- Material for this task:
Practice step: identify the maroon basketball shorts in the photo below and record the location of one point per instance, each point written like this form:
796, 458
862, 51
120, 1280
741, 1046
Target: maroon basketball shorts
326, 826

- Exercise: Please give this listing again with "maroon" changed to "burgundy" wherever it appears, leaving everything else the same.

- Exercise output:
Practice step: identify the burgundy basketball shorts in the photo below and record the location of one point per instance, each point written like this form:
796, 458
862, 51
120, 1280
741, 1046
Target: burgundy basketball shorts
326, 826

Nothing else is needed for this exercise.